- _Text excerpt_
I’m the world’s biggest klutz. Just look at my hands. Scratches all over and still pounding from the hands on work I have just done. It wasn’t that difficult, really. But a computer nerd/blogger should maybe stick to their trade. But then again, how could I have known if I hadn’t tried. This is the story about my first and probably last WWOOFing experience.
If you don’t know what WOOFing is, it’s basically working for your board and food, which is a typical thing to do on a working holiday. You don’t get paid but don’t really have expenses and get to see a different lifestyle in Australia. Many such jobs involve remote work as well.
While I was in Australia I tried so many different jobs, house keeping, reception, social media managing and hospitality. I honestly wish I had looked into getting a local tour guide job (such as you can find on Jooble.)
I wanted to explore the life of WWOOFers on Coodlie Park. I had often wondered whether I should consider trying my hand at farmwork to stock up my budget and just experience it. One a crazy Italian had told me that everyone should try farmwork because “it’s something you have to experience once in your life.” Thanks but no thanks, I thought and went my way.

- _Data under study_
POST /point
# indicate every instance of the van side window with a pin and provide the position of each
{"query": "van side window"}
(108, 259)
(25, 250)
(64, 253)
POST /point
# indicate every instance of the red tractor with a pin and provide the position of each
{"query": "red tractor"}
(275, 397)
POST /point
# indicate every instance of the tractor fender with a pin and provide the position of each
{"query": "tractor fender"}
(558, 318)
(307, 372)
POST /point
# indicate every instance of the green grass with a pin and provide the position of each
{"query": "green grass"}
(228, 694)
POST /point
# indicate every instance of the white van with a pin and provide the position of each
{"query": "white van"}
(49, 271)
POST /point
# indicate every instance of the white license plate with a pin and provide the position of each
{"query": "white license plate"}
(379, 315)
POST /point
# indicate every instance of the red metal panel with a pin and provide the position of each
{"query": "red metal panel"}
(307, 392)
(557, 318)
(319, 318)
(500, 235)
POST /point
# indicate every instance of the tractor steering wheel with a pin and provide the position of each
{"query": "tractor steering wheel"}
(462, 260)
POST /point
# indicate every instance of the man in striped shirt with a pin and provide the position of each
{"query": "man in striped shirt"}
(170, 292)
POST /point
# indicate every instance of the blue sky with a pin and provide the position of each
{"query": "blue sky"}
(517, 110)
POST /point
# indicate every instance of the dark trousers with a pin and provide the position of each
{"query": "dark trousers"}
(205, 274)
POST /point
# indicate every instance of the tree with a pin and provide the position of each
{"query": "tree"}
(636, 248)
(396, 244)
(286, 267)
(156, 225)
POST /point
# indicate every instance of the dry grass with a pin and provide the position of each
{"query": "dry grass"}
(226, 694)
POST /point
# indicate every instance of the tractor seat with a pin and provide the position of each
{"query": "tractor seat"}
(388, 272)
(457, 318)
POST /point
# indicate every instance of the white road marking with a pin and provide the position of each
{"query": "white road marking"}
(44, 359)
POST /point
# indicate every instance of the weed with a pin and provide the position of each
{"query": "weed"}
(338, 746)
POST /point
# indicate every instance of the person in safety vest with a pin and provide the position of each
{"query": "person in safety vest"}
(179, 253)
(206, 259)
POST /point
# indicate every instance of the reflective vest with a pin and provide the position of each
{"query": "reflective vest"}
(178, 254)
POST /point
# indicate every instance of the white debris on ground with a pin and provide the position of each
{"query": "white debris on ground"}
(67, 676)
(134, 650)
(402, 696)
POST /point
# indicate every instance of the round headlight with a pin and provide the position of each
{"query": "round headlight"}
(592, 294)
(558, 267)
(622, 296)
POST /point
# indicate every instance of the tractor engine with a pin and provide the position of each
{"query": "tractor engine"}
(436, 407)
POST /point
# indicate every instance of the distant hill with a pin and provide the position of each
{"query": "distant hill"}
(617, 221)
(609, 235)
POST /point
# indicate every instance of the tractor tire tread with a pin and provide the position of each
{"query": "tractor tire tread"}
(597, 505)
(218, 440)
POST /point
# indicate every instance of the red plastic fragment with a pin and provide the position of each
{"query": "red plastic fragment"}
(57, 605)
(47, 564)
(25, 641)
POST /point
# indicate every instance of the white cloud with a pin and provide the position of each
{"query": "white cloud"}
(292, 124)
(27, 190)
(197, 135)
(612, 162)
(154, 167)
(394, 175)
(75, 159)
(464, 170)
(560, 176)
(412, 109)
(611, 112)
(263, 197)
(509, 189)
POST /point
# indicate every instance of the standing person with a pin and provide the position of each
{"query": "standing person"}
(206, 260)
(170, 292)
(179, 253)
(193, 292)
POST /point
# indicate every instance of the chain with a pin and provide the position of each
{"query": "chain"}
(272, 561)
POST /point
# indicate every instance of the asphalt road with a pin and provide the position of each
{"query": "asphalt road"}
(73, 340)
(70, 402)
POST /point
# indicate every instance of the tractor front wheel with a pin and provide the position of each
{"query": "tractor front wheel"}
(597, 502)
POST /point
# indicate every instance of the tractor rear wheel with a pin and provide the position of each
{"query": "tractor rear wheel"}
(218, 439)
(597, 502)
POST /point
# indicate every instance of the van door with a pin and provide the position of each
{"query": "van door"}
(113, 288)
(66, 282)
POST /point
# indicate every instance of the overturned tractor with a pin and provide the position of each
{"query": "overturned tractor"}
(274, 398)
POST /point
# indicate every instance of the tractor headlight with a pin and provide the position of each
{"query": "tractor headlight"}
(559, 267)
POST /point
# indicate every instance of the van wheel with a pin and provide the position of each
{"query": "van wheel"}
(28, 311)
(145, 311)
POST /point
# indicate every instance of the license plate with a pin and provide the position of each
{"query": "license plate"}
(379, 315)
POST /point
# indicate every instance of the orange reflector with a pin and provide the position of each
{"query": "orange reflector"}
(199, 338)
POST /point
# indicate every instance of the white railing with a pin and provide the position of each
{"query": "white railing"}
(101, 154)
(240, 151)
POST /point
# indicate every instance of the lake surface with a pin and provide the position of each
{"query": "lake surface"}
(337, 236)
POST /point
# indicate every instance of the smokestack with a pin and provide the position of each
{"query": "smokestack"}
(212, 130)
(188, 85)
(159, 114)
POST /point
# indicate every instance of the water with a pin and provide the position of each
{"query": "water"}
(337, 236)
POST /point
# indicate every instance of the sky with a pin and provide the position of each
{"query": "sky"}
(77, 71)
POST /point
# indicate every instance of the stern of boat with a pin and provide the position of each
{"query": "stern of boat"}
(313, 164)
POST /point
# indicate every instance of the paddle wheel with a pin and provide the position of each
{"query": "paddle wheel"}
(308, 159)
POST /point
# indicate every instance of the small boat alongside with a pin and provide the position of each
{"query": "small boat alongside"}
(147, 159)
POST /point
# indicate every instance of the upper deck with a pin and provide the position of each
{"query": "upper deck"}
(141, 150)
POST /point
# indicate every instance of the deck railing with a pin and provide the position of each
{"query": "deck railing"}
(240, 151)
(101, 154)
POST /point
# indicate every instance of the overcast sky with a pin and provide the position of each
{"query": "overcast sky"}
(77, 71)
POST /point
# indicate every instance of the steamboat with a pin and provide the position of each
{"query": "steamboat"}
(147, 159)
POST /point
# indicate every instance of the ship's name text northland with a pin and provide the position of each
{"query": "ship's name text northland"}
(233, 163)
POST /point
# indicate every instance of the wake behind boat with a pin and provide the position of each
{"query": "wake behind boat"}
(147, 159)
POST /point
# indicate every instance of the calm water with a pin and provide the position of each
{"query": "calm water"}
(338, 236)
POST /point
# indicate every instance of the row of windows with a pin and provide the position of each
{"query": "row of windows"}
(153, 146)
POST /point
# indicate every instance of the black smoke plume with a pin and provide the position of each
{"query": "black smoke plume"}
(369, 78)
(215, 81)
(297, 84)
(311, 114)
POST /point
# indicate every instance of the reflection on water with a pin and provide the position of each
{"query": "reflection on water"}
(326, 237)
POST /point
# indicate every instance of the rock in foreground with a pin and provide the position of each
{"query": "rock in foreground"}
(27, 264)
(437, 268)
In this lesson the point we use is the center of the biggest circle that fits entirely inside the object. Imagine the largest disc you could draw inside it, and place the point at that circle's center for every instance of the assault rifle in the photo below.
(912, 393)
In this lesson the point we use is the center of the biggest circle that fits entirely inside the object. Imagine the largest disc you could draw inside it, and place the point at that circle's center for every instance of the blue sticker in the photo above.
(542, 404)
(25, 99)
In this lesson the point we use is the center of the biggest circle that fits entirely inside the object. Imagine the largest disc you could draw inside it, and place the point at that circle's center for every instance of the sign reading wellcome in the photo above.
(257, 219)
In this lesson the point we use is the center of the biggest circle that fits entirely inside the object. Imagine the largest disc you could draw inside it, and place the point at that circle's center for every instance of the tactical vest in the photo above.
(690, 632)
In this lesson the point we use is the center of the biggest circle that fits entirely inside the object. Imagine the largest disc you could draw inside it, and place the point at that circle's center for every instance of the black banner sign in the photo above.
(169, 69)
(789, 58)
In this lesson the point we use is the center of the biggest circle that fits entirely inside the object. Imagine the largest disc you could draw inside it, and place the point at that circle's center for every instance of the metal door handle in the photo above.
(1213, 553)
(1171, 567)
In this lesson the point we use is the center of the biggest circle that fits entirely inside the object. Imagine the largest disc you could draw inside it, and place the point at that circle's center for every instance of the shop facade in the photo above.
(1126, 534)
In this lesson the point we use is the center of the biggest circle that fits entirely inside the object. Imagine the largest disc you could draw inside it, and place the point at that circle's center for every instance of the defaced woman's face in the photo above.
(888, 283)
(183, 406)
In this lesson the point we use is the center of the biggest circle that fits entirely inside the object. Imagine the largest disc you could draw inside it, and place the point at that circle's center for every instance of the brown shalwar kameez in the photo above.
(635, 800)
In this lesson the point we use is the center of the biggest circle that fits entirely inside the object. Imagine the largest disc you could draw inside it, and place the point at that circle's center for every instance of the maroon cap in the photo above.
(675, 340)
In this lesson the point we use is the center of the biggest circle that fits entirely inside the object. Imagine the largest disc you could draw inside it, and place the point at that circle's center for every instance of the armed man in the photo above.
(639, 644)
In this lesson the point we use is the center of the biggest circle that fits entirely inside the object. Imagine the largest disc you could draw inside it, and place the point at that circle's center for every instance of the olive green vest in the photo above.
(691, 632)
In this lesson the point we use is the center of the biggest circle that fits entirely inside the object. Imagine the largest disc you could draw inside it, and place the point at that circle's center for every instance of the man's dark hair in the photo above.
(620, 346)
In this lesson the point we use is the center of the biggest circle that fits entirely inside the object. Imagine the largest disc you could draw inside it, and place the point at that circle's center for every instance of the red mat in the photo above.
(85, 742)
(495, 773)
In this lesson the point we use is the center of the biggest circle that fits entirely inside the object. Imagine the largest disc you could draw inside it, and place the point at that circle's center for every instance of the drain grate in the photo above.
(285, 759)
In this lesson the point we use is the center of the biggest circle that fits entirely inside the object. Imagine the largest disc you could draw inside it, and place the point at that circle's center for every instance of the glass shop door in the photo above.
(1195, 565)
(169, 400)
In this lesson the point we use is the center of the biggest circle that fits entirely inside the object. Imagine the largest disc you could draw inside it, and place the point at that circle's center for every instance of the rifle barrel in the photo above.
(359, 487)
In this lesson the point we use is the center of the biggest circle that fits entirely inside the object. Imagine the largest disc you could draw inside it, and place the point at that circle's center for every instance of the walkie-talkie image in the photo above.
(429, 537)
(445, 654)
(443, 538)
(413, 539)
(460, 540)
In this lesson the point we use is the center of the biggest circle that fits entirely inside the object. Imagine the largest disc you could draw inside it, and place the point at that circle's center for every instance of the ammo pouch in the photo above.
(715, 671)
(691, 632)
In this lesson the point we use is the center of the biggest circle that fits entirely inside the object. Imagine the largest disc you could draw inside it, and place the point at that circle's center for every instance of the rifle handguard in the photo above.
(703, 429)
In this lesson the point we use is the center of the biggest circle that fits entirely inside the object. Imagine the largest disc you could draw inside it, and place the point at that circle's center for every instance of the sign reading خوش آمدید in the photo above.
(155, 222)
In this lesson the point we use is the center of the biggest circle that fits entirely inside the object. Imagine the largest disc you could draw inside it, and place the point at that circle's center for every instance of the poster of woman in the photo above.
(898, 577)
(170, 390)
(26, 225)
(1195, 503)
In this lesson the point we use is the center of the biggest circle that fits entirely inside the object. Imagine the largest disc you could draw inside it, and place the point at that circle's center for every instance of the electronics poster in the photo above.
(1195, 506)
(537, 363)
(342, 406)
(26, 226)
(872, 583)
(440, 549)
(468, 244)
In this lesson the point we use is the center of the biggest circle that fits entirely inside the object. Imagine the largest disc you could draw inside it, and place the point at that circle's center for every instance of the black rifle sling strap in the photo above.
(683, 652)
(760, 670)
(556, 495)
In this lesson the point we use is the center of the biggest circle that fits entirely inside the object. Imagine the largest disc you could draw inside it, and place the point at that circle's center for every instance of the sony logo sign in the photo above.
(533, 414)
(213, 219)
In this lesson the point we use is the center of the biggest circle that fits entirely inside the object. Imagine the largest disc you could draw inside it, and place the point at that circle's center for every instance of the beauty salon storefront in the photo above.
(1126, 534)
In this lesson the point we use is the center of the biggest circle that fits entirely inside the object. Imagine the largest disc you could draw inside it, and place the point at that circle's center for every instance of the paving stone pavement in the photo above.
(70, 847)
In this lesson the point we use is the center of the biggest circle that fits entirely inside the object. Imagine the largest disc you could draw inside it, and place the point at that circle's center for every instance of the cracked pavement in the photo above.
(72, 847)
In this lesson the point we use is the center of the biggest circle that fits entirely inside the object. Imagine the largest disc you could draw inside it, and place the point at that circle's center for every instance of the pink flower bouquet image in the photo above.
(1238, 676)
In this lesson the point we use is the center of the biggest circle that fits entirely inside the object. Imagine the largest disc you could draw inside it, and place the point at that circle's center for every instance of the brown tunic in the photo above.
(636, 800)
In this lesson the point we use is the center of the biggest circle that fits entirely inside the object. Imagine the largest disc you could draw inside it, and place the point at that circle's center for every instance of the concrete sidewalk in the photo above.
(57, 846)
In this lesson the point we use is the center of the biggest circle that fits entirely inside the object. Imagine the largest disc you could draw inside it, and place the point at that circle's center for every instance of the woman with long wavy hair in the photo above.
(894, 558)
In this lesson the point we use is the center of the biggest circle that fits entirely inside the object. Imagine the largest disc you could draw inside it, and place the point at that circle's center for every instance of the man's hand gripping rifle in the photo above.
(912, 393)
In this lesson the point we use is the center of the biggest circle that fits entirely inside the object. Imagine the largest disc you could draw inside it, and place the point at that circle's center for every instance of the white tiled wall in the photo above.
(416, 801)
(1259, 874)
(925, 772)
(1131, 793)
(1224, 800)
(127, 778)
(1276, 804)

- _Work to complete_
#1 In the WWOOFing text, on which farm did the writer want to explore the life of WWOOFers?
#2 Retype from the WWOOFing text the part that opens with the words containing "If you don’t" and closes with "find on Jooble.)".
#3 Does each statement agree with the WWOOFing text? Answer yes or no, quoting the words that decide it. (a) WWOOFers are paid for their work. (b) In Australia the writer tried housekeeping and reception jobs. (c) An Italian told the writer that everyone should try farmwork.

- _Results of the tasks_
#1 Coodlie Park.

#2
If you don’t know what WOOFing is, it’s basically working for your board and food, which is a typical thing to do on a working holiday. You don’t get paid but don’t really have expenses and get to see a different lifestyle in Australia. Many such jobs involve remote work as well.
While I was in Australia I tried so many different jobs, house keeping, reception, social media managing and hospitality. I honestly wish I had looked into getting a local tour guide job (such as you can find on Jooble.)

#3
(a) No: "You don’t get paid but don’t really have expenses"
(b) Yes: "I tried so many different jobs, house keeping, reception, social media managing and hospitality"
(c) Yes: "a crazy Italian had told me that everyone should try farmwork"